— Begin Material provided —
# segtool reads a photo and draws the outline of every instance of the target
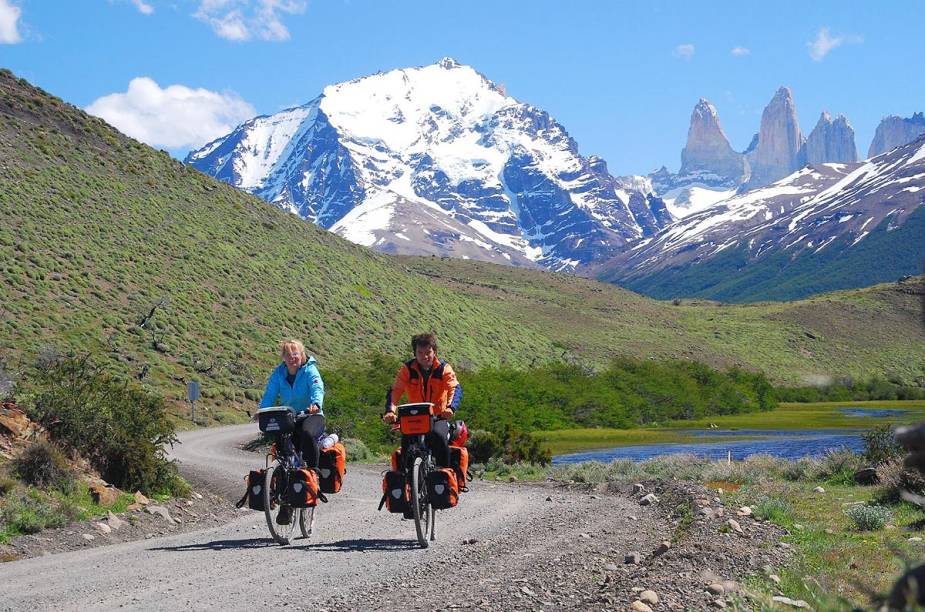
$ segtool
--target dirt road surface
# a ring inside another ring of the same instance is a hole
[[[253,425],[185,432],[173,456],[197,487],[236,500],[261,463],[239,448],[254,434]],[[704,520],[702,536],[656,555],[680,524],[658,504],[484,481],[437,513],[437,541],[422,550],[412,521],[376,510],[383,469],[348,465],[310,540],[280,547],[263,514],[245,510],[208,529],[6,563],[0,609],[621,610],[643,589],[659,594],[653,609],[705,609],[716,600],[706,582],[774,560],[775,534],[758,523],[730,538]],[[626,562],[631,552],[637,563]]]

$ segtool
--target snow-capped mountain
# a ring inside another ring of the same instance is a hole
[[[865,162],[808,166],[640,240],[600,270],[655,295],[787,299],[919,274],[925,136]]]
[[[449,58],[328,86],[186,161],[396,253],[573,270],[671,221],[548,113]]]

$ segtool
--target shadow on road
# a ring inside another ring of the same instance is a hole
[[[185,552],[189,550],[236,550],[240,548],[266,548],[278,546],[272,538],[250,538],[247,540],[213,540],[199,544],[184,544],[183,546],[160,546],[148,550],[167,550],[171,552]]]
[[[298,540],[296,540],[298,542]],[[418,548],[417,540],[384,540],[381,538],[340,540],[338,542],[319,542],[305,546],[290,546],[290,548],[304,548],[305,550],[321,550],[331,552],[367,552],[412,550]]]

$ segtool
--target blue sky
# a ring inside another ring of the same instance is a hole
[[[125,131],[182,155],[325,85],[451,56],[550,112],[612,173],[639,174],[677,170],[700,97],[744,149],[781,85],[804,132],[823,110],[843,113],[864,156],[881,117],[925,110],[923,12],[851,0],[0,0],[0,65],[118,111]]]

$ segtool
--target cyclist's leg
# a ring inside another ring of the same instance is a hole
[[[302,420],[301,435],[302,461],[307,467],[318,467],[318,437],[324,433],[324,416],[310,414]]]
[[[440,467],[450,467],[450,423],[445,419],[434,421],[433,430],[427,434],[427,447]]]

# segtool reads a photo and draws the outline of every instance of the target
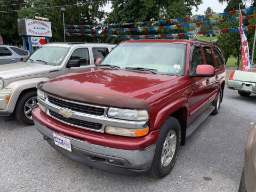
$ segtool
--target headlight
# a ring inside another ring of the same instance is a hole
[[[127,129],[107,126],[105,132],[109,134],[126,137],[141,137],[148,134],[148,127],[141,129]]]
[[[109,117],[132,121],[144,121],[148,119],[147,110],[132,110],[110,107],[108,111]]]
[[[39,90],[37,90],[37,97],[43,101],[45,100],[45,94]]]
[[[0,78],[0,91],[4,89],[4,79]]]

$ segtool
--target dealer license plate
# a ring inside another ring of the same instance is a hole
[[[54,139],[55,145],[71,152],[71,143],[69,139],[58,135],[55,133],[53,133],[53,139]]]

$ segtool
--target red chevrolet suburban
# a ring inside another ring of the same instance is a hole
[[[180,145],[218,113],[220,50],[196,40],[133,40],[100,60],[38,84],[35,126],[56,150],[91,167],[165,176]]]

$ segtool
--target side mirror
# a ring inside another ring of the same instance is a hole
[[[102,60],[102,58],[97,58],[94,62],[95,66],[98,66],[99,64],[100,63]]]
[[[199,65],[196,67],[196,73],[191,73],[192,77],[212,77],[215,75],[214,68],[210,65]]]
[[[78,59],[74,59],[71,60],[67,64],[66,66],[67,68],[70,68],[70,67],[80,67],[81,61]]]

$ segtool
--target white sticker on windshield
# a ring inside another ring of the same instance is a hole
[[[180,69],[180,65],[175,64],[174,66],[173,66],[173,68],[174,69]]]

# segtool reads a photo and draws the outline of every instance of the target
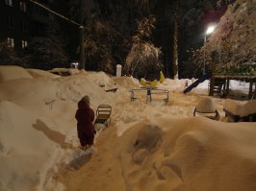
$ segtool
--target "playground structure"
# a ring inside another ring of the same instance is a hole
[[[206,73],[190,86],[184,93],[190,92],[200,83],[210,79],[209,96],[218,95],[223,98],[230,96],[230,81],[243,81],[249,83],[247,99],[256,99],[256,65],[241,64],[240,66],[226,66],[218,64],[218,53],[212,53],[212,72]]]

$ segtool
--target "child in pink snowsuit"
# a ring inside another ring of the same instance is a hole
[[[78,109],[75,118],[77,120],[77,133],[82,147],[93,145],[94,140],[94,111],[90,107],[89,96],[83,97],[78,102]]]

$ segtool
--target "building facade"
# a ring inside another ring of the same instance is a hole
[[[68,8],[62,0],[38,0],[37,2],[62,14],[67,12]],[[30,0],[0,1],[0,41],[8,42],[9,47],[14,48],[17,53],[29,47],[31,37],[45,36],[47,30],[56,25],[70,42],[67,52],[71,48],[71,58],[76,57],[77,26],[72,26],[66,20]]]

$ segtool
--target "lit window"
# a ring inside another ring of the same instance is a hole
[[[13,7],[13,0],[5,0],[6,5]]]
[[[20,1],[19,2],[19,8],[20,8],[20,11],[26,12],[26,10],[27,10],[26,3],[24,1]]]
[[[21,40],[21,46],[22,46],[22,48],[26,48],[26,47],[28,47],[28,41],[26,41],[26,40]]]
[[[8,16],[7,25],[10,28],[13,28],[14,27],[14,18],[13,18],[13,15],[9,15]]]
[[[28,23],[25,20],[21,21],[21,29],[23,32],[27,32],[28,31]]]
[[[7,43],[8,43],[8,47],[10,47],[10,48],[14,48],[14,38],[13,38],[13,37],[8,37],[8,38],[7,38]]]

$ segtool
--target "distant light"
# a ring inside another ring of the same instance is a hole
[[[209,27],[207,28],[207,30],[206,30],[206,35],[210,35],[210,34],[212,34],[212,33],[215,31],[215,29],[216,29],[216,25],[211,25],[211,26],[209,26]]]
[[[73,68],[73,67],[77,68],[78,64],[79,64],[78,62],[72,62],[71,63],[71,68]]]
— End Material provided —
Short problem: Print each of the records above exactly as written, leaving no picture in the copy.

Problem solution:
# segtool reads a photo and draws the outline of every instance of the target
$ segtool
--target dirt road surface
# a ring inside another ring of the same instance is a hole
[[[253,425],[185,432],[173,456],[197,487],[236,500],[261,463],[239,448],[254,434]],[[704,520],[702,536],[656,555],[680,524],[658,504],[484,481],[437,513],[437,541],[422,550],[412,521],[376,510],[383,469],[348,465],[310,540],[280,547],[263,514],[245,510],[208,529],[6,563],[0,609],[621,610],[643,589],[659,594],[653,609],[705,609],[716,600],[706,582],[774,560],[775,534],[758,523],[730,538]],[[626,562],[631,552],[637,563]]]

$ segtool
--target snow-capped mountain
# a ring inside another ring of the same instance is a hole
[[[865,162],[808,166],[640,240],[600,270],[655,295],[787,299],[919,274],[925,136]]]
[[[449,58],[328,86],[186,161],[396,253],[573,270],[671,221],[548,113]]]

$ segtool
--target shadow on road
# a ring inside another ring of the same instance is a hole
[[[185,552],[189,550],[236,550],[240,548],[266,548],[278,546],[272,538],[250,538],[247,540],[213,540],[199,544],[184,544],[183,546],[160,546],[148,550],[167,550],[171,552]]]
[[[298,540],[296,540],[298,542]],[[418,548],[417,540],[384,540],[381,538],[340,540],[338,542],[319,542],[305,546],[290,546],[290,548],[304,548],[305,550],[321,550],[331,552],[367,552],[412,550]]]

$ segtool
--target blue sky
# a ring inside another ring of the same instance is a hole
[[[125,131],[182,155],[325,85],[451,56],[550,112],[612,173],[639,174],[677,170],[700,97],[744,149],[781,85],[804,132],[823,110],[843,113],[864,156],[881,117],[925,110],[923,12],[851,0],[0,0],[0,65],[118,111]]]

$ segtool
--target cyclist's leg
# a ring inside another ring of the same instance is a hole
[[[302,420],[301,435],[302,461],[307,467],[318,467],[318,437],[324,433],[324,416],[310,414]]]
[[[440,467],[450,467],[450,423],[445,419],[434,421],[433,430],[427,434],[427,447]]]

# segtool reads a photo and draws the outline of every instance of the target
$ segtool
--target headlight
# a ring inside another ring of the same instance is a hole
[[[127,129],[107,126],[105,132],[109,134],[126,137],[141,137],[148,134],[148,127],[141,129]]]
[[[109,117],[132,121],[144,121],[148,119],[147,110],[132,110],[110,107],[108,111]]]
[[[39,90],[37,90],[37,97],[43,101],[45,100],[45,94]]]
[[[0,78],[0,91],[4,89],[4,79]]]

$ segtool
--target dealer license plate
# a ring inside another ring of the same instance is a hole
[[[54,139],[55,145],[71,152],[71,143],[69,139],[58,135],[55,133],[53,133],[53,139]]]

$ segtool
--target red chevrolet suburban
# a ring inside another ring of the same instance is a hole
[[[180,145],[218,113],[220,50],[196,40],[133,40],[100,60],[38,84],[35,126],[56,150],[91,167],[165,176]]]

$ segtool
--target side mirror
# a ring inside another ring of the same instance is a hole
[[[102,60],[102,58],[97,58],[94,62],[95,66],[98,66],[99,64],[100,63]]]
[[[199,65],[196,67],[196,73],[191,73],[192,77],[212,77],[215,75],[214,68],[210,65]]]
[[[78,59],[74,59],[71,60],[67,64],[66,66],[67,68],[70,68],[70,67],[80,67],[81,61]]]

$ segtool
--target white sticker on windshield
# a ring inside another ring of the same instance is a hole
[[[180,69],[180,65],[175,64],[174,66],[173,66],[173,68],[174,69]]]

# segtool reads a photo and draws the outline of every instance of the target
$ segtool
--target "playground structure"
# a ring inside another ring of the same instance is a hole
[[[206,73],[190,86],[184,93],[190,92],[200,83],[210,79],[209,96],[218,95],[223,98],[230,96],[230,81],[243,81],[249,83],[247,99],[256,99],[256,65],[241,64],[240,66],[226,66],[218,64],[218,53],[212,53],[212,72]]]

$ segtool
--target "child in pink snowsuit"
# a ring inside another ring of the same instance is a hole
[[[78,109],[75,118],[77,120],[77,133],[82,147],[93,145],[94,140],[94,111],[90,107],[89,96],[83,97],[78,102]]]

$ segtool
--target "building facade"
# a ring inside another ring of the same instance is a hole
[[[68,8],[62,0],[38,0],[37,2],[62,14],[67,12]],[[30,0],[0,1],[0,41],[8,42],[9,47],[14,48],[17,53],[29,47],[31,37],[45,36],[47,30],[56,25],[70,42],[67,52],[71,48],[71,58],[76,57],[77,26],[72,26],[66,20]]]

$ segtool
--target "lit window"
# a ring inside another ring of the same instance is a hole
[[[13,7],[13,0],[5,0],[6,5]]]
[[[20,1],[19,2],[19,8],[20,8],[20,11],[26,12],[26,10],[27,10],[26,3],[24,1]]]
[[[21,40],[21,46],[22,46],[22,48],[26,48],[26,47],[28,47],[28,41],[26,41],[26,40]]]
[[[8,16],[7,25],[10,28],[13,28],[14,27],[14,18],[13,18],[13,15],[9,15]]]
[[[28,23],[25,20],[21,21],[21,29],[23,32],[27,32],[28,31]]]
[[[7,43],[8,43],[8,47],[10,47],[10,48],[14,48],[14,38],[13,38],[13,37],[8,37],[8,38],[7,38]]]

$ segtool
--target "distant light"
# a ring inside another ring of the same instance is a hole
[[[209,27],[207,28],[207,30],[206,30],[206,35],[210,35],[210,34],[212,34],[212,33],[215,31],[215,29],[216,29],[216,25],[211,25],[211,26],[209,26]]]
[[[73,68],[73,67],[77,68],[78,64],[79,64],[78,62],[72,62],[71,63],[71,68]]]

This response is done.